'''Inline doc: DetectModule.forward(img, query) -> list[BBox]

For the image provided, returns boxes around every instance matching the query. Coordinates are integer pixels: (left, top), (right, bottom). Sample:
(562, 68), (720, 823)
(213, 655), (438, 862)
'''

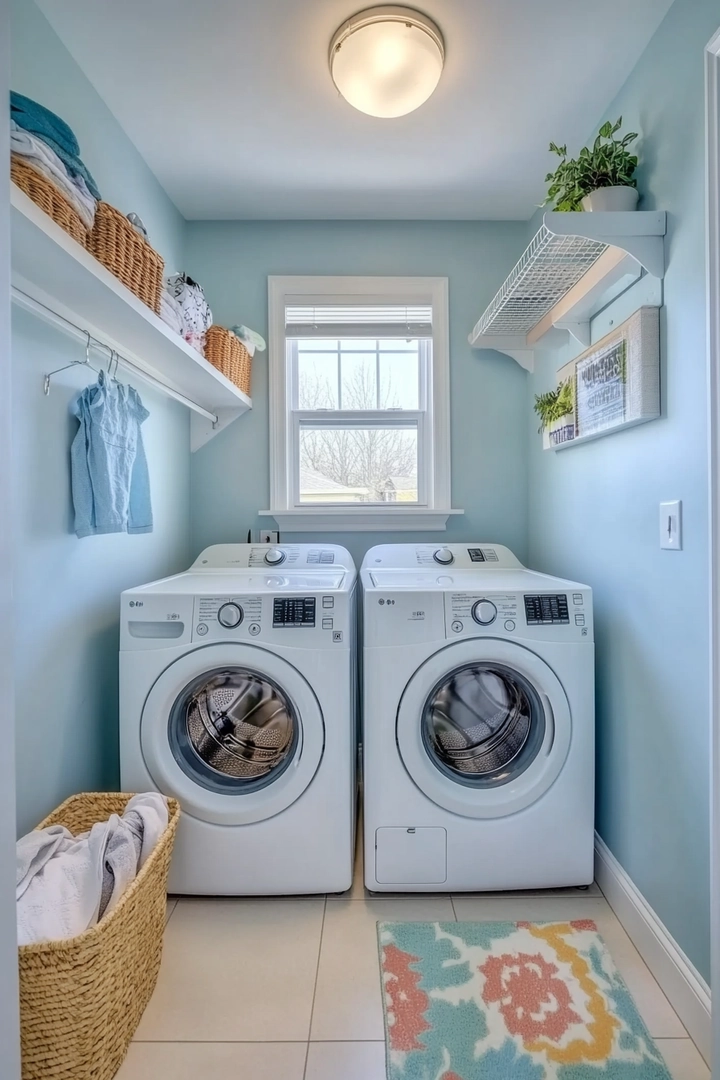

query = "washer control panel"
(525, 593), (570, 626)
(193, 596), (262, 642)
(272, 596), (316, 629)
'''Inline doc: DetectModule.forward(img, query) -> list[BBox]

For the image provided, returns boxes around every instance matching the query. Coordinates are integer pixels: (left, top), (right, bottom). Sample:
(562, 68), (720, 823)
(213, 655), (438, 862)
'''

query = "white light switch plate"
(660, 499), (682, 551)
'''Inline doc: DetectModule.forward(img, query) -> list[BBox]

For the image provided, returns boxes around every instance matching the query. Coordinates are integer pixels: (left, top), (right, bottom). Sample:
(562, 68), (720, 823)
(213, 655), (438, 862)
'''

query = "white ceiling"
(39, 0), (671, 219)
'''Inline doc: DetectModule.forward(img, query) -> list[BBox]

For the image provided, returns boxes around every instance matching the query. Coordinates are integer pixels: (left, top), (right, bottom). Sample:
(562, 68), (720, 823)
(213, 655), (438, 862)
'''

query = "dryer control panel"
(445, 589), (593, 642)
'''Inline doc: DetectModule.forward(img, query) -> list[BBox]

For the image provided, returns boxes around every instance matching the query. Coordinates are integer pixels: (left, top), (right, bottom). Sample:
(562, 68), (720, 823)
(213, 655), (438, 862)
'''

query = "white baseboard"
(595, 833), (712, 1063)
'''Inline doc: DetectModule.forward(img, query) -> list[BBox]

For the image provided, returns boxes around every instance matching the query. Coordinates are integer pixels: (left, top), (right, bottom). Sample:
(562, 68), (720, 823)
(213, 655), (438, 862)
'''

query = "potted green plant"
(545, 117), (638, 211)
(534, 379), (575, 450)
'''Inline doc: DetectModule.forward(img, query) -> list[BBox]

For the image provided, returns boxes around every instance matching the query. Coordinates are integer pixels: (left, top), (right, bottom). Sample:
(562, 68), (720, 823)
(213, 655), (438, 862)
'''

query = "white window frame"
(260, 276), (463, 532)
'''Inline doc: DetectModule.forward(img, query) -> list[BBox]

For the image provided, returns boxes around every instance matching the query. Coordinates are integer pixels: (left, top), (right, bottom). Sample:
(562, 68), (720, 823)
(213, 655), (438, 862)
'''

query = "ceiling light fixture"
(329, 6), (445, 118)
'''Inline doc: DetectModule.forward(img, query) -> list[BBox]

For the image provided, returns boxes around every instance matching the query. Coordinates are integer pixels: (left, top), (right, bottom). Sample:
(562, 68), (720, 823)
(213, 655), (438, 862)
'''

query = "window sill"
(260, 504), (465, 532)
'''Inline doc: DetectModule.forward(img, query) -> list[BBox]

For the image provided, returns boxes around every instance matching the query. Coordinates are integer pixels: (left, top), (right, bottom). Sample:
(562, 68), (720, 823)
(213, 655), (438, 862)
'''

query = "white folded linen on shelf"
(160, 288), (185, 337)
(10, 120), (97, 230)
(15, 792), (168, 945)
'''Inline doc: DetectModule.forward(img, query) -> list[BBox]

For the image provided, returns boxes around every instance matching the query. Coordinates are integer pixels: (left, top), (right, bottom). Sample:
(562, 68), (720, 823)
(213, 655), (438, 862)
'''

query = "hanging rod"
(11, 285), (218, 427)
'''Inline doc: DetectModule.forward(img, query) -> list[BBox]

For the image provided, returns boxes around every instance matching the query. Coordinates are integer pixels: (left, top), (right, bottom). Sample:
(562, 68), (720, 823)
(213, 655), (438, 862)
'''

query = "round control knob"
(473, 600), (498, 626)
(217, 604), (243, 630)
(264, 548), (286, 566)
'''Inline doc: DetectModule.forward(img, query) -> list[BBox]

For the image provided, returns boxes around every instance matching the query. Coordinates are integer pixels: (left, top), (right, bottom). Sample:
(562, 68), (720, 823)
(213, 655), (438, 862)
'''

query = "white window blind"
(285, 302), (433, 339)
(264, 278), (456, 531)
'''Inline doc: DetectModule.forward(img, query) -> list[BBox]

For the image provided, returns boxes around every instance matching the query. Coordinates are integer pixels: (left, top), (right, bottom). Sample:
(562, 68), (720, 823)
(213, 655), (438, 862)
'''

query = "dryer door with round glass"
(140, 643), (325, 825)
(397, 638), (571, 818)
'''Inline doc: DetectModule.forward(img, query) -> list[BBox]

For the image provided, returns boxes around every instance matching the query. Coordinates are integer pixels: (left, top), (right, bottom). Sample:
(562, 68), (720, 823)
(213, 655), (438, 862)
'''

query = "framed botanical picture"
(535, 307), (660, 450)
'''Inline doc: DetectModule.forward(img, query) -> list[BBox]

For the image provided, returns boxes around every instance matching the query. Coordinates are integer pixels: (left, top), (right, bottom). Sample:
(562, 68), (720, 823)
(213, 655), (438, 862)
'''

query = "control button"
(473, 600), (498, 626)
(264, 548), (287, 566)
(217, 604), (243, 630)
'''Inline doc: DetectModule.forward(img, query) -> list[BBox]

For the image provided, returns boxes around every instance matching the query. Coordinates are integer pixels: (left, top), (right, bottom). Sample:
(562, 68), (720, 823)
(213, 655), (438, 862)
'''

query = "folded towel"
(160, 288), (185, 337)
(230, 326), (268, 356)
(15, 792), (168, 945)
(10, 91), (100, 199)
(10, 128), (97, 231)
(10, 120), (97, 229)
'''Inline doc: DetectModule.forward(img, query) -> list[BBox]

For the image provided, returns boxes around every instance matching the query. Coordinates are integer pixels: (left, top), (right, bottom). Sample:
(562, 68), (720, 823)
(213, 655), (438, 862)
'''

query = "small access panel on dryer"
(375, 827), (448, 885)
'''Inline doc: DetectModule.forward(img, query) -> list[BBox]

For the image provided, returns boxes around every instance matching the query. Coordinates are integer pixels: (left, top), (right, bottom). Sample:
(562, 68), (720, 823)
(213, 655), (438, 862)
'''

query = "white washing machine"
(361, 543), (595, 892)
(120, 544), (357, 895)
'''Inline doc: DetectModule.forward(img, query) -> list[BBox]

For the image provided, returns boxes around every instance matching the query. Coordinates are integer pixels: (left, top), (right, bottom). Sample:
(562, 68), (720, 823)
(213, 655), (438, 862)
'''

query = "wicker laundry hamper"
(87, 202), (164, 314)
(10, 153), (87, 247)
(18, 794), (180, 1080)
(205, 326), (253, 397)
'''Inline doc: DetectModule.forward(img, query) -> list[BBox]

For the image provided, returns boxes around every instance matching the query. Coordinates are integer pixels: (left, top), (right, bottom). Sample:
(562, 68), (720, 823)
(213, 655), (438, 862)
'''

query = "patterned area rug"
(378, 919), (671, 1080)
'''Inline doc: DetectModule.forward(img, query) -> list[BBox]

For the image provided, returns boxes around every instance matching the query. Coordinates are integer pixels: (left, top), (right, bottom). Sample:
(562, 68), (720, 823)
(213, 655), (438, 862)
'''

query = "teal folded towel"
____________
Short problem.
Turn the whole listing above into a numbered list, one line per item, skipping the blank lines and leaving out the pictures.

Written answer.
1. '''Inline doc: DetectModule.forward(img, query) -> list[BBox]
2. For the image provided, returns boxes around every instance matching the query. Coordinates are integer pixels: (left, top), (right, bottom). Sample:
3. (562, 68), (720, 823)
4. (213, 655), (438, 862)
5. '''
6. query = "washer control panel"
7. (525, 593), (570, 626)
8. (193, 596), (262, 642)
9. (272, 596), (316, 629)
10. '''Inline doc: DetectModule.forward(img, query) -> list[BBox]
11. For the image provided, returns boxes around every instance matching the query. Coordinates are integer pixels: (left, top), (right, bottom). Sample:
12. (562, 68), (720, 823)
13. (213, 655), (438, 862)
14. '''
15. query = "white light switch plate"
16. (660, 499), (682, 551)
17. '''Inline doc: DetectModule.forward(img, query) -> list[BBox]
18. For the image provided, returns boxes around every instance matching the query. Coordinates are integer pixels: (left, top), (right, bottom). Sample:
19. (562, 68), (720, 823)
20. (213, 655), (438, 862)
21. '''
22. query = "white ceiling"
23. (39, 0), (671, 219)
24. '''Inline doc: DetectModule.forward(img, query) -> list[BBox]
25. For the image provided, returns boxes around every instance matching the query. Coordinates are integer pixels: (left, top), (right, bottom). Sample:
26. (562, 68), (720, 823)
27. (213, 655), (438, 862)
28. '''
29. query = "dryer control panel"
30. (445, 589), (593, 642)
31. '''Inline doc: DetectModule.forward(img, query) -> list[BBox]
32. For the image provided, returns boxes around every instance matching the query. Coordinates are integer pixels: (left, top), (right, bottom). Sample:
33. (562, 68), (720, 823)
34. (213, 655), (438, 862)
35. '''
36. query = "white baseboard"
37. (595, 833), (712, 1063)
38. '''Inline doc: DetectModule.forward(img, query) -> list[BBox]
39. For the image provided, returns boxes around every instance matching the query. Coordinates are integer pixels: (left, top), (right, bottom). Sample:
40. (562, 68), (720, 823)
41. (213, 655), (438, 862)
42. '''
43. query = "potted green plant"
44. (545, 117), (638, 211)
45. (534, 379), (575, 450)
46. '''Inline doc: DetectModule.forward(img, query) -> list[BBox]
47. For the image provided, returns boxes around every instance matching the query. Coordinates are integer pixels: (left, top), (right, bottom). Sample:
48. (562, 68), (720, 823)
49. (213, 655), (438, 862)
50. '''
51. query = "white window frame"
52. (260, 276), (463, 532)
53. '''Inline doc: DetectModule.forward(img, query) -> list[BBox]
54. For the image provided, returns boxes around every instance matching the query. Coordinates are integer pixels: (left, top), (right, bottom). Sample:
55. (562, 68), (720, 823)
56. (213, 655), (438, 862)
57. '''
58. query = "ceiling light fixture"
59. (329, 6), (445, 118)
60. '''Inline doc: DetectModule.forward(img, query) -> list[BBox]
61. For the image provided, returns boxes around every instance matching the query. Coordinates are integer pixels: (left, top), (right, bottom). Sample:
62. (562, 68), (720, 823)
63. (213, 655), (438, 862)
64. '''
65. query = "window sill"
66. (260, 504), (465, 532)
67. '''Inline doc: DetectModule.forward(img, query) -> list[BBox]
68. For the image provided, returns boxes around every instance matching the query. Coordinates are integer pixels: (left, top), (right, bottom). Sample:
69. (562, 68), (720, 823)
70. (213, 655), (438, 862)
71. '''
72. query = "white folded linen on shelf"
73. (160, 288), (185, 337)
74. (10, 120), (97, 230)
75. (15, 792), (168, 945)
76. '''Inline doc: DetectModule.forward(img, query) -> list[BBox]
77. For the image provided, returns boxes around every instance matching the query. Coordinates are integer pixels: (left, top), (right, bottom). Sample:
78. (562, 68), (720, 823)
79. (213, 655), (438, 862)
80. '''
81. query = "hanging rod"
82. (11, 285), (218, 427)
83. '''Inline doc: DetectModule.forward(img, query) -> list[BBox]
84. For the image provided, returns boxes around every instance matching the query. Coordinates are integer pixels: (left, top), (right, bottom). Sample:
85. (562, 68), (720, 823)
86. (213, 655), (438, 862)
87. '''
88. query = "round control knob"
89. (473, 600), (498, 626)
90. (217, 604), (243, 630)
91. (264, 548), (286, 566)
92. '''Inline doc: DetectModule.forward(img, query) -> list[BBox]
93. For the image provided, returns boxes around every instance matching the query. Coordinates are integer pixels: (left, top), (right, bottom). Sample:
94. (562, 68), (720, 823)
95. (213, 655), (438, 862)
96. '''
97. query = "white window blind"
98. (285, 302), (433, 339)
99. (264, 278), (456, 531)
100. '''Inline doc: DetectModule.forward(img, query) -> list[BBox]
101. For the image provided, returns boxes around every instance matching the query. Coordinates are integer pixels: (left, top), (right, bottom). Sample:
102. (562, 68), (720, 823)
103. (213, 655), (438, 862)
104. '''
105. query = "dryer door with round glass"
106. (140, 643), (325, 825)
107. (397, 638), (571, 818)
108. '''Inline doc: DetectModule.forward(img, query) -> list[BBox]
109. For the image provided, returns boxes around every instance matching the query. Coordinates are integer pixels: (left, top), (right, bottom). Sample:
110. (562, 68), (720, 823)
111. (213, 655), (438, 862)
112. '''
113. query = "framed botanical picture"
114. (535, 307), (660, 450)
115. '''Inline doc: DetectModule.forward(img, query) -> list[BBox]
116. For the image provided, returns boxes around every instance matching the query. Coordinates are integer pixels: (left, top), (right, bottom). Sample:
117. (562, 68), (720, 823)
118. (213, 655), (438, 862)
119. '''
120. query = "control button"
121. (473, 600), (498, 626)
122. (264, 548), (287, 566)
123. (217, 604), (243, 630)
124. '''Inline doc: DetectModule.forward(img, query) -> list[BBox]
125. For the image provided, returns boxes around every instance matching the query. Coordinates are integer pixels: (left, top), (right, bottom). Sample:
126. (562, 68), (720, 823)
127. (213, 655), (438, 862)
128. '''
129. query = "folded towel"
130. (160, 288), (185, 337)
131. (230, 326), (268, 356)
132. (15, 792), (168, 945)
133. (10, 91), (100, 199)
134. (10, 128), (97, 231)
135. (10, 120), (97, 229)
136. '''Inline doc: DetectModule.forward(img, query) -> list[BBox]
137. For the image provided, returns boxes around every instance matching the query. Coordinates are integer pixels: (left, top), (right, bottom). Sample:
138. (562, 68), (720, 823)
139. (213, 655), (438, 862)
140. '''
141. query = "small access panel on dryer"
142. (375, 827), (448, 885)
143. '''Inline doc: DetectModule.forward(img, query) -> list[BBox]
144. For the image provided, returns boxes around every instance matching the query. Coordinates are integer pixels: (left, top), (right, bottom). Sample:
145. (562, 68), (720, 823)
146. (213, 655), (438, 862)
147. '''
148. query = "white washing machine"
149. (361, 543), (595, 892)
150. (120, 544), (357, 895)
151. '''Inline doc: DetectModule.forward(img, query) -> list[BBox]
152. For the image provided, returns boxes around every instance matching the query. Coordinates are integer pixels: (left, top), (right, bottom). Sample:
153. (562, 68), (720, 823)
154. (213, 655), (438, 862)
155. '''
156. query = "wicker laundry hamper"
157. (87, 202), (164, 314)
158. (10, 153), (87, 247)
159. (18, 794), (180, 1080)
160. (205, 326), (253, 397)
161. '''Inline doc: DetectModule.forward(img, query) -> list[BBox]
162. For the image provided, returns boxes around every instance matching the query. Coordinates are integer pixels: (left, top), (right, bottom). Sample:
163. (562, 68), (720, 823)
164. (213, 655), (438, 862)
165. '''
166. query = "patterned area rug"
167. (378, 919), (671, 1080)
168. '''Inline doc: DetectModule.forward(img, query) -> list[BBox]
169. For the image provided, returns boxes around every instance matching the query. Coordinates are integer pixels: (left, top), (right, bottom). Sample:
170. (562, 68), (720, 823)
171. (213, 655), (438, 862)
172. '''
173. query = "teal folded towel"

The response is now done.